In the Wilderness: Trading Distractions for Discipleship in Creation

See and be seen, all in the context of the beautiful and demanding wilderness of Wyoming.

In the summer of 2021, 14 college students and a handful of seasoned CCO staff entered into this amazing-and terrifying-invitation to six weeks of life together in the wilderness. They were participating in Leadership and Discipleship in the Wilderness (LDW), an immersive experience designed to help students grow in their relationship to the Lord of all creation, to encounter themselves as leaders in need of grace, and to share and bear the burdens of others.

The CCO has been leading LDW trips since 1995, but the need to step away from the distractions of everyday life was especially pressing in 2021.

These students are already native to the digital world, but during the pandemic, even more of their lives moved online. For some, living without their phones for six weeks was revolutionary.

"There were no distractions," said one young woman about her experience. "You're not constantly being told what you're lacking. Not having technology was an amazing opportunity to realize that what we're actually missing is more time with God."

Another student reflected on technology as our "default" to escape discomfort in life, and how being without it forced him to sit with his experiences. "When you're having a rough time, when you've got to keep on hiking, when you're upset or it's been a long day or you're hungry, you have to be with that," he reflected. "You have to say, ëI am uncomfortable. And that's okay.'"

If nothing else, living with others in the wilderness for six weeks is an opportunity to experience lots of discomfort!

In the end, God used these uncomfortable, undistracted weeks to knit the group together and to Himself.

Pushed to their limits, students learned what it means to trust in the Lord without the illusion of control, and then, in their "unedited" relationships with God and with others, they experienced what it feels like to be both known and loved.

Now as they reenter life on campus, with families and friends, and with all of the oh-so-familiar distractions, they carry these embodied truths with them. "I have seen the person I don't want to be try to fight its way back," one student said. "And yet I know there's no way I can go back to the person I was before LDW because of what God did in my life and the awareness I have now."

In the beautiful and demanding wilderness, these students have seen Jesus at work. They have been seen, known, and loved. And they will never be the same.
════════════════════
■ Task requirements ■
(a) How many college students joined the 2021 trip described in the wilderness article?
(b) Please reproduce the part of the wilderness article starting with "Now as they" and going on through "be the same.".
The data that comes next is from a different source than the wilderness article.
════════════════════
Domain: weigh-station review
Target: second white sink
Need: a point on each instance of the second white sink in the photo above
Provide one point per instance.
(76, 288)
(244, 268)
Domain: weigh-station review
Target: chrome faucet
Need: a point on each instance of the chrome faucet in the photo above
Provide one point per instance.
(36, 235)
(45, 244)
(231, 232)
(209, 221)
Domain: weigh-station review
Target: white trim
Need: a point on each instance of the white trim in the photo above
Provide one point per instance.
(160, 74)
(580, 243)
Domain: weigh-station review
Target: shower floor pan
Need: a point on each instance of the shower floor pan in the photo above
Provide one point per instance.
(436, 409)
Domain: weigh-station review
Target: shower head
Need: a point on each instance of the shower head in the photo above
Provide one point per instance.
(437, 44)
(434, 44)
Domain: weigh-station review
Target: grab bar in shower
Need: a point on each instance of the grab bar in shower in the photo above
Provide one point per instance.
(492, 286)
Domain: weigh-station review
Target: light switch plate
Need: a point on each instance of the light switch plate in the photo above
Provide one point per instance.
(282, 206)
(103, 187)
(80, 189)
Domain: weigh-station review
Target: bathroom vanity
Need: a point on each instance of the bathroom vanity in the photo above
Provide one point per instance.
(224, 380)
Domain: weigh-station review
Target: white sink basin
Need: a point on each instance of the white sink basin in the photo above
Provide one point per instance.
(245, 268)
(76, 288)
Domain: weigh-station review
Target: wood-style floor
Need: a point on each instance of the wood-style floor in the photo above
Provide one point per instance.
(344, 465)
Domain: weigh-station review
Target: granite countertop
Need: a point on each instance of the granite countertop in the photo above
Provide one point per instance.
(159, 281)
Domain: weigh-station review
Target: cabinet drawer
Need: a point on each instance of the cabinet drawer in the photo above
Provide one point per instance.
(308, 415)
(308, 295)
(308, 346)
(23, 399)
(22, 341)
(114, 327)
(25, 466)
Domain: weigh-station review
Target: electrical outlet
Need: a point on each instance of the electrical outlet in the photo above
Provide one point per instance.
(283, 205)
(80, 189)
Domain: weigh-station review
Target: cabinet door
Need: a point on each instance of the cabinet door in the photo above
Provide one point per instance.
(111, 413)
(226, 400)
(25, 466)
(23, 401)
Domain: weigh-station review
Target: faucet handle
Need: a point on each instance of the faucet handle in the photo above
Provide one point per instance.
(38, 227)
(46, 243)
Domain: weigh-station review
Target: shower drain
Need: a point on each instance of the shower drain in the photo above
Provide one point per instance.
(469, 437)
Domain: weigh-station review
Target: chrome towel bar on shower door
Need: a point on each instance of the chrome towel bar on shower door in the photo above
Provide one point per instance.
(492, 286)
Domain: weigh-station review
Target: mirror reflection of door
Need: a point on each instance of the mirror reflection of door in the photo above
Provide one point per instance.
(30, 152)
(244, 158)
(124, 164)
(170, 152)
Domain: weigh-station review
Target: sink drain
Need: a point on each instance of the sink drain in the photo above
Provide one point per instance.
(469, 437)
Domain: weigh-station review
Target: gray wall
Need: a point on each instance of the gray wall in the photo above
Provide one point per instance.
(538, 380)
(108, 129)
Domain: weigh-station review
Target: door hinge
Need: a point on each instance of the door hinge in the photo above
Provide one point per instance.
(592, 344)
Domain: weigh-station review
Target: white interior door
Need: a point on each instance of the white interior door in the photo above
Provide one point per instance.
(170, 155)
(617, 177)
════════════════════
■ Results for each task ■
(a) 14 college students.

(b)
Now as they reenter life on campus, with families and friends, and with all of the oh-so-familiar distractions, they carry these embodied truths with them. "I have seen the person I don't want to be try to fight its way back," one student said. "And yet I know there's no way I can go back to the person I was before LDW because of what God did in my life and the awareness I have now."

In the beautiful and demanding wilderness, these students have seen Jesus at work. They have been seen, known, and loved. And they will never be the same.